DESCRIPTION OF THE TASK:
Write out every record in full, exactly as written, please.

GIVEN RECORDS:
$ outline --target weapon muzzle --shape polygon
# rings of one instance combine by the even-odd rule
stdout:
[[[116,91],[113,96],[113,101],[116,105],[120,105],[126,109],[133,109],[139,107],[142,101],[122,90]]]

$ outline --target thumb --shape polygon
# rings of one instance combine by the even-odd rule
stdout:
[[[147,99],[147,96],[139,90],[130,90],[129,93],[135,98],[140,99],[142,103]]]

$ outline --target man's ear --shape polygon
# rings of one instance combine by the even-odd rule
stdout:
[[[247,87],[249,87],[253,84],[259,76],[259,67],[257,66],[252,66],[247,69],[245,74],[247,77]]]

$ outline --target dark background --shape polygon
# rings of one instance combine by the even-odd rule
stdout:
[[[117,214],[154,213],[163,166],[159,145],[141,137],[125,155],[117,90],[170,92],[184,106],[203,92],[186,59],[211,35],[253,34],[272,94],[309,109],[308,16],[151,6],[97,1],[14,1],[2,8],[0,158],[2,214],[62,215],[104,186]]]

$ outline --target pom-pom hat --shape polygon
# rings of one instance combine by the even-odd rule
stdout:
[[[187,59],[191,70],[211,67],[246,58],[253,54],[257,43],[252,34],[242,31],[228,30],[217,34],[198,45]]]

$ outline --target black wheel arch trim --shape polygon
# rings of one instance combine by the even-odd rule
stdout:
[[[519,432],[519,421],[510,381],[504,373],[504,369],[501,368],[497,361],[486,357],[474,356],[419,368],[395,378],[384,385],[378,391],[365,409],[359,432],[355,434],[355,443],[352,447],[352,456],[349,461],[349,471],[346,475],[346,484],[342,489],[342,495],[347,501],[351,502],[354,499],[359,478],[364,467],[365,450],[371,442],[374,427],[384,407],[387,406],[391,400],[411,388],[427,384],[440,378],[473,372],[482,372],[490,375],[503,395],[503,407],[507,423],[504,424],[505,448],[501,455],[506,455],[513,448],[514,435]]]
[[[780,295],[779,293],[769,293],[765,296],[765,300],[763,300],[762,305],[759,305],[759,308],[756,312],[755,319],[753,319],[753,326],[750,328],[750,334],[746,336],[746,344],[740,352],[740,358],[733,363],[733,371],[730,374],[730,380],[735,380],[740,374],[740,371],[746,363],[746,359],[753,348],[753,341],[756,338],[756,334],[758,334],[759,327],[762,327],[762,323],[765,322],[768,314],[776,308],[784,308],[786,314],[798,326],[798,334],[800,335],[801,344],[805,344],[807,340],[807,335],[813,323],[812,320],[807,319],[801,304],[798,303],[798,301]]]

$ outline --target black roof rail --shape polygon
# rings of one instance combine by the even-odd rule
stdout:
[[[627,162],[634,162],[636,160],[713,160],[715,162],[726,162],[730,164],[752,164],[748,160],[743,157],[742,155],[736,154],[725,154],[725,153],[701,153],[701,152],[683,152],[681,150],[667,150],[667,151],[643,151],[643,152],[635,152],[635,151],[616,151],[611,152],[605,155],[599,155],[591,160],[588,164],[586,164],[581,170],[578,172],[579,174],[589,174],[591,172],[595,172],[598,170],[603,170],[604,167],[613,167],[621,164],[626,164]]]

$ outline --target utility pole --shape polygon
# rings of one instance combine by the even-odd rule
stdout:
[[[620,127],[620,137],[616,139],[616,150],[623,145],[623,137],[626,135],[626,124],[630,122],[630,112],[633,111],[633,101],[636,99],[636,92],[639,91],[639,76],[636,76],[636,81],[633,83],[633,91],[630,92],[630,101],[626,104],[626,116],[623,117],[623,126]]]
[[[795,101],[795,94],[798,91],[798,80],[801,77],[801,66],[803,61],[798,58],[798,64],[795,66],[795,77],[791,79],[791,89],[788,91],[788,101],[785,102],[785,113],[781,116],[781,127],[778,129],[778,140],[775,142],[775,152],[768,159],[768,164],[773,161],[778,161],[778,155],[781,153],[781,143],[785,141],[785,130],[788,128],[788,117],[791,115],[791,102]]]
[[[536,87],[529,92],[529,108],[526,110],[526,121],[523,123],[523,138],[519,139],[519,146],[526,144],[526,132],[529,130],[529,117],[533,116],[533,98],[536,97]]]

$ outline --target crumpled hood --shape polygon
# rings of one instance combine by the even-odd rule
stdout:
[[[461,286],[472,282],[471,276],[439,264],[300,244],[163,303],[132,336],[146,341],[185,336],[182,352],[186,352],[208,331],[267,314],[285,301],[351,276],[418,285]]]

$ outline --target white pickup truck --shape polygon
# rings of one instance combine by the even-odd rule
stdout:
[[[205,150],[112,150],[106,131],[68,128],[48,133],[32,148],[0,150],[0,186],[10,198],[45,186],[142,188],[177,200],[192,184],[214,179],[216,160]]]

EXPECTED OUTPUT:
$ outline --target weapon muzzle --shape polygon
# rings of one instance combine by the even-odd rule
stdout:
[[[116,91],[113,96],[113,101],[116,105],[120,105],[126,109],[133,109],[139,107],[142,101],[122,90]]]

$ outline --target thumb --shape polygon
# rings of one instance combine by the even-odd rule
stdout:
[[[147,99],[147,96],[139,90],[130,90],[129,93],[135,98],[140,99],[142,103]]]

$ outline --target man's ear --shape polygon
# rings of one instance combine by the even-odd rule
stdout:
[[[247,87],[249,87],[253,84],[259,76],[259,67],[257,66],[252,66],[247,69],[245,74],[247,77]]]

$ outline --target dark background --shape polygon
# rings of one instance combine by the even-odd rule
stdout:
[[[117,214],[154,213],[163,166],[159,145],[141,137],[125,155],[117,90],[170,92],[184,106],[203,92],[186,59],[211,35],[253,34],[272,94],[309,109],[308,16],[151,6],[97,1],[14,1],[2,8],[0,158],[2,214],[62,215],[104,186]]]

$ outline --target pom-pom hat --shape polygon
# rings of one instance combine by the even-odd rule
stdout:
[[[187,59],[191,70],[211,67],[246,58],[253,54],[257,43],[252,34],[242,31],[228,30],[217,34],[198,45]]]

$ outline --target black wheel arch trim --shape polygon
# rings of one instance combine by the even-odd rule
stdout:
[[[519,432],[519,421],[510,381],[504,373],[504,369],[501,368],[497,361],[486,357],[474,356],[419,368],[395,378],[384,385],[378,391],[365,409],[359,432],[355,434],[355,443],[352,447],[352,456],[349,461],[349,471],[346,475],[346,484],[342,489],[342,495],[347,501],[351,502],[354,499],[359,478],[364,467],[365,450],[371,442],[374,427],[384,407],[387,406],[391,400],[411,388],[427,384],[440,378],[473,372],[482,372],[490,375],[503,395],[503,407],[507,423],[504,424],[505,448],[501,455],[506,455],[513,448],[514,435]]]
[[[780,295],[779,293],[769,293],[765,296],[765,300],[763,300],[762,305],[759,305],[759,308],[756,312],[755,319],[753,319],[753,326],[750,328],[750,334],[746,336],[746,344],[740,352],[740,358],[733,363],[733,371],[730,374],[730,380],[735,380],[740,374],[740,371],[746,363],[746,359],[753,348],[753,341],[756,338],[756,334],[758,334],[759,327],[762,327],[762,323],[765,322],[768,314],[776,308],[784,308],[786,314],[798,326],[798,334],[800,335],[801,344],[805,344],[807,340],[807,335],[813,323],[812,320],[807,319],[801,304],[798,303],[798,301]]]

$ outline --target black roof rail --shape polygon
# rings of one instance combine by the even-odd rule
stdout:
[[[627,162],[634,162],[636,160],[713,160],[715,162],[726,162],[730,164],[752,164],[748,160],[743,157],[742,155],[736,154],[725,154],[725,153],[701,153],[701,152],[683,152],[681,150],[667,150],[667,151],[643,151],[643,152],[635,152],[635,151],[616,151],[611,152],[605,155],[599,155],[591,160],[588,164],[586,164],[581,170],[578,172],[579,174],[589,174],[591,172],[595,172],[598,170],[603,170],[604,167],[613,167],[621,164],[626,164]]]

$ outline --target utility pole --shape polygon
# rings of one instance combine by the even-odd rule
stdout:
[[[620,127],[620,137],[616,139],[616,150],[623,145],[623,137],[626,135],[626,124],[630,122],[630,112],[633,111],[633,101],[636,99],[636,92],[639,91],[639,76],[636,76],[636,81],[633,83],[633,91],[630,92],[630,101],[626,104],[626,116],[623,117],[623,126]]]
[[[795,101],[795,94],[798,91],[798,80],[801,77],[801,66],[803,61],[798,58],[798,64],[795,66],[795,77],[791,79],[791,89],[788,91],[788,101],[785,102],[785,113],[781,116],[781,127],[778,129],[778,140],[775,142],[775,152],[768,159],[768,164],[773,161],[778,161],[778,155],[781,153],[781,143],[785,141],[785,130],[788,128],[788,117],[791,115],[791,102]]]
[[[536,87],[529,92],[529,108],[526,110],[526,121],[523,123],[523,138],[519,139],[519,146],[526,144],[526,132],[529,130],[529,117],[533,116],[533,98],[536,97]]]

$ outline --target crumpled hood --shape polygon
# rings of one instance combine by the even-odd rule
stdout:
[[[461,286],[472,282],[471,276],[439,264],[300,244],[163,303],[132,336],[146,341],[185,336],[182,352],[186,352],[208,331],[267,314],[285,301],[351,276],[418,285]]]

$ outline --target white pickup truck --shape polygon
# rings of one instance combine by the even-odd rule
stdout:
[[[205,150],[112,150],[106,131],[68,128],[48,133],[32,148],[0,150],[0,186],[10,198],[45,186],[142,188],[177,200],[192,184],[214,179],[216,160]]]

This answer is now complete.